**GIVEN TEXT:**
|---|

Hou Tao Feb. 4, 2025, 8:28 a.m. UTC
Currently, the update of existing element in hash map involves two
steps:
1) insert the new element at the head of the hash list
2) remove the old element

It is possible that the concurrent lookup operation may fail to find
either the old element or the new element if the lookup operation starts
before the addition and continues after the removal.

Therefore, replacing the two-step update with an atomic update. After
the change, the update will be atomic in the perspective of the lookup
operation: it will either find the old element or the new element.

Signed-off-by: Hou Tao <hotforest@gmail.com>
---
 kernel/bpf/hashtab.c | 14 ++++++++------
 1 file changed, 8 insertions(+), 6 deletions(-)

Comments

Hou Tao Feb. 5, 2025, 1:38 a.m. UTC | #1
+cc Cody Haas

Sorry for the resend. I sent the reply in the HTML format.

On 2/4/2025 4:28 PM, Hou Tao wrote:
> Currently, the update of existing element in hash map involves two
> steps:
> 1) insert the new element at the head of the hash list
> 2) remove the old element
> 
> It is possible that the concurrent lookup operation may fail to find
> either the old element or the new element if the lookup operation starts
> before the addition and continues after the removal.
> 
> Therefore, replacing the two-step update with an atomic update. After
> the change, the update will be atomic in the perspective of the lookup
> operation: it will either find the old element or the new element.
> 
> Signed-off-by: Hou Tao <hotforest@gmail.com>
> ---
>  kernel/bpf/hashtab.c | 14 ++++++++------
>  1 file changed, 8 insertions(+), 6 deletions(-)

|---|

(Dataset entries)

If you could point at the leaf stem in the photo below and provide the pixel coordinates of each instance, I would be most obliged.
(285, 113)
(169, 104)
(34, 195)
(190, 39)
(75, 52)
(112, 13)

|---|

**TASK SET:**
a) According to the hash map patch, which source file does the change modify?
b) Update the entries by replacing "leaf stem" with "flower stem", keeping everything else the same.
The hash map patch and the entries come from unrelated sources.

**OUTPUTS IN ORDER:**
a) kernel/bpf/hashtab.c

b)
If you could point at the flower stem in the photo below and provide the pixel coordinates of each instance, I would be most obliged.
(285, 113)
(169, 104)
(34, 195)
(190, 39)
(75, 52)
(112, 13)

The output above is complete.